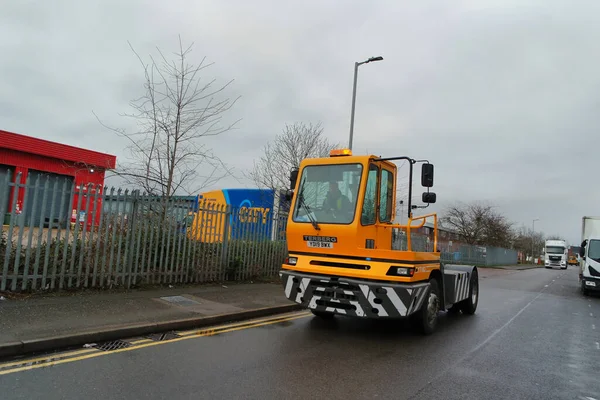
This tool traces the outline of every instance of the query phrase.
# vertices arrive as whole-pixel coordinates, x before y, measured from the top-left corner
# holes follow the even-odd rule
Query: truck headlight
[[[289,264],[289,265],[296,265],[297,262],[298,262],[298,258],[296,258],[296,257],[288,257],[285,259],[285,263]]]
[[[391,276],[413,276],[415,269],[412,267],[390,267],[387,275]]]

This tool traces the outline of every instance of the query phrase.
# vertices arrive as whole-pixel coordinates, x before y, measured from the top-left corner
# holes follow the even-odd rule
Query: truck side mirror
[[[585,247],[580,247],[579,248],[579,257],[583,257],[585,256]]]
[[[423,203],[433,204],[435,203],[436,197],[437,196],[433,192],[425,192],[421,196],[421,200],[423,201]]]
[[[294,192],[291,190],[286,190],[285,195],[283,195],[285,201],[292,201],[292,197],[294,197]]]
[[[421,186],[433,186],[433,164],[423,164],[421,167]]]
[[[290,189],[294,190],[296,188],[296,181],[298,180],[298,170],[297,169],[293,169],[292,172],[290,172]]]

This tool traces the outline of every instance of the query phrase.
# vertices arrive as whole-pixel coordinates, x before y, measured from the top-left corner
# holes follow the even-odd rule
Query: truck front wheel
[[[429,289],[425,295],[425,301],[421,309],[415,313],[416,327],[425,335],[435,331],[438,324],[440,311],[440,289],[436,279],[429,281]]]
[[[589,292],[588,292],[588,290],[585,288],[585,282],[584,282],[583,280],[581,281],[581,293],[582,293],[584,296],[589,296]]]

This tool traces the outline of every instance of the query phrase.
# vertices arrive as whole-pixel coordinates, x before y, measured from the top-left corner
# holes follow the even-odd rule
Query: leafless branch
[[[467,244],[512,247],[513,224],[491,205],[478,202],[452,205],[445,210],[441,223]]]
[[[172,60],[157,49],[158,57],[144,61],[128,44],[144,73],[144,94],[130,101],[131,112],[121,115],[135,121],[137,130],[107,126],[94,114],[103,127],[128,141],[129,160],[116,174],[147,193],[164,196],[193,193],[230,174],[202,140],[239,123],[223,121],[239,99],[220,98],[233,80],[217,86],[216,79],[204,79],[202,74],[213,64],[206,58],[189,63],[194,44],[184,46],[181,37]]]
[[[282,133],[265,145],[263,155],[255,160],[247,176],[259,187],[288,188],[290,171],[298,168],[303,159],[326,157],[337,147],[323,135],[321,123],[286,125]]]

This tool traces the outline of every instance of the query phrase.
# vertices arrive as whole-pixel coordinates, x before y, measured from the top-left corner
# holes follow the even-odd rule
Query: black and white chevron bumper
[[[406,317],[421,308],[429,286],[324,277],[282,270],[285,296],[314,311],[353,317]]]

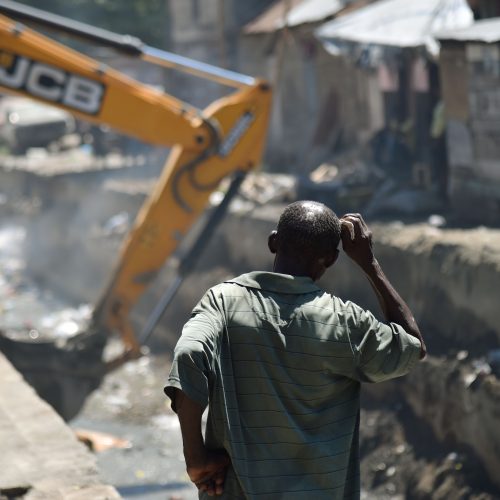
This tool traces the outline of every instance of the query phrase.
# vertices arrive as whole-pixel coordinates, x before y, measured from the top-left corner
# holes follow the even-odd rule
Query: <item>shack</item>
[[[381,0],[316,31],[335,57],[356,61],[367,79],[376,78],[370,98],[382,101],[383,113],[372,140],[375,163],[443,195],[445,169],[433,131],[440,105],[435,33],[472,22],[465,0]]]
[[[500,19],[440,34],[449,196],[467,219],[500,215]]]
[[[240,68],[274,89],[266,157],[273,170],[308,173],[381,125],[376,81],[356,61],[332,57],[314,36],[325,21],[368,3],[280,0],[244,27]]]

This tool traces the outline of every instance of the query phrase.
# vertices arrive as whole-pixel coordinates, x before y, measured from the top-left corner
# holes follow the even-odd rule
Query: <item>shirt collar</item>
[[[226,283],[236,283],[248,288],[257,288],[278,293],[310,293],[321,289],[308,276],[291,276],[290,274],[253,271],[242,274]]]

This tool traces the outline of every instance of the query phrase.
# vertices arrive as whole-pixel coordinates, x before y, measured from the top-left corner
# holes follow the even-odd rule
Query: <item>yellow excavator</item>
[[[39,29],[105,45],[235,91],[204,110],[196,109],[56,42]],[[69,419],[105,373],[140,355],[141,346],[222,218],[244,175],[259,166],[271,89],[265,81],[149,47],[128,35],[1,0],[0,91],[30,97],[152,145],[172,148],[123,244],[88,331],[64,347],[0,338],[0,348],[37,391]],[[143,331],[136,334],[130,321],[132,308],[205,212],[211,192],[228,177],[231,184],[226,197],[210,213],[181,261],[178,277],[151,311]],[[105,362],[103,349],[111,333],[121,336],[124,350]]]

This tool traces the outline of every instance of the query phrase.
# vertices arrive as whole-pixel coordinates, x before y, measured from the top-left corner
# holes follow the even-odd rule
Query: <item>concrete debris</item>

____________

What is expected => Copy out all of the data word for word. Do not carry over any picture.

Answer section =>
This tool traces the outline of every instance of the query phrase.
# vertices arrive as whole-pixel coordinates, x before y, measured from the top-left corner
# holes follow the even-odd rule
Query: truck headlight
[[[289,264],[289,265],[296,265],[297,262],[298,262],[298,258],[296,258],[296,257],[288,257],[285,259],[285,263]]]
[[[391,276],[413,276],[415,269],[412,267],[390,267],[387,275]]]

This tool traces the outline of every instance of the query phrase.
# vertices arrive as whole-pixel coordinates, x before y, measured from the top-left corner
# holes follow the even-odd rule
Query: truck side mirror
[[[585,247],[580,247],[579,248],[579,257],[583,257],[585,256]]]
[[[423,203],[433,204],[435,203],[436,197],[437,196],[433,192],[425,192],[421,196],[421,200],[423,201]]]
[[[294,192],[291,190],[286,190],[285,195],[283,195],[285,201],[292,201],[292,197],[294,197]]]
[[[421,186],[433,186],[433,164],[423,164],[421,167]]]
[[[290,189],[294,190],[296,188],[296,181],[298,180],[298,170],[297,169],[293,169],[292,172],[290,172]]]

This tool traces the outline of every instance of the query phrase.
# vertices arrive as whole-pixel coordinates, x before y, measured from the top-left corner
# holes follow the even-odd rule
Query: truck front wheel
[[[429,289],[425,295],[425,301],[421,309],[415,313],[416,327],[425,335],[435,331],[438,324],[440,311],[440,289],[436,279],[429,281]]]
[[[589,292],[588,292],[588,290],[585,288],[585,282],[584,282],[583,280],[581,281],[581,293],[582,293],[584,296],[589,296]]]

This tool traces the outline of every instance of the query phrase.
# vertices arrive as whole-pixel coordinates, x before y, measured from the top-left corner
# holes follow the even-odd rule
Query: leafless branch
[[[467,244],[512,247],[513,224],[491,205],[478,202],[452,205],[445,210],[441,223]]]
[[[172,60],[157,49],[158,57],[144,61],[128,44],[144,73],[144,94],[130,101],[131,112],[121,115],[135,121],[137,130],[107,126],[94,114],[103,127],[128,141],[129,160],[116,174],[147,193],[164,196],[193,193],[230,174],[202,140],[239,123],[223,121],[239,99],[220,98],[233,80],[217,86],[216,79],[204,79],[202,74],[213,64],[206,58],[189,63],[194,44],[184,46],[181,37]]]
[[[282,133],[265,145],[263,155],[255,160],[247,176],[259,187],[288,188],[290,171],[298,168],[303,159],[326,157],[337,147],[323,135],[321,123],[286,125]]]

This tool traces the outline of every instance of the query phrase.
# vertices arrive as whole-pixel coordinates, x before y, measured from the top-left corner
# holes follow the even-odd rule
Query: black and white chevron bumper
[[[406,317],[421,308],[429,286],[324,277],[282,270],[285,296],[314,311],[353,317]]]

This tool traces the outline of every instance of the query phrase.
# vertices arrive as whole-pixel coordinates, x before y, measured from the top-left corner
# holes follow the even-odd rule
Query: <item>shack</item>
[[[381,0],[316,31],[335,57],[356,61],[367,79],[376,78],[370,98],[382,101],[383,113],[372,140],[375,163],[443,195],[445,169],[433,131],[440,105],[435,33],[472,22],[465,0]]]
[[[500,19],[440,34],[449,196],[467,219],[500,215]]]
[[[240,68],[274,89],[266,157],[273,170],[308,173],[381,125],[376,81],[356,61],[332,57],[314,36],[325,21],[368,3],[280,0],[244,27]]]

This tool traces the outline of every instance of the query phrase.
# vertices arrive as whole-pixel coordinates, x before y, measured from the top-left corner
# holes follow the even-odd rule
Query: <item>shirt collar</item>
[[[226,283],[236,283],[248,288],[257,288],[278,293],[310,293],[321,289],[308,276],[291,276],[290,274],[253,271],[242,274]]]

This tool traces the outline of every instance of the query phrase.
# vertices arrive as whole-pixel coordinates, x before y, measured from the top-left corner
# holes follow the even-odd rule
Query: <item>yellow excavator</item>
[[[39,29],[105,45],[235,91],[204,110],[196,109],[56,42]],[[69,419],[105,373],[140,355],[141,346],[222,218],[244,175],[259,166],[271,89],[265,81],[149,47],[128,35],[1,0],[0,91],[30,97],[152,145],[172,148],[123,244],[88,331],[64,347],[0,338],[0,348],[37,391]],[[143,331],[136,334],[130,321],[132,308],[205,212],[211,192],[228,177],[231,184],[226,197],[210,213],[181,261],[178,277],[151,311]],[[105,362],[103,349],[111,333],[121,336],[124,350]]]

This tool traces the outline of every instance of the query phrase.
# vertices arrive as whole-pixel coordinates, x before y, measured from the top-left corner
# holes follow the even-odd rule
Query: <item>concrete debris</item>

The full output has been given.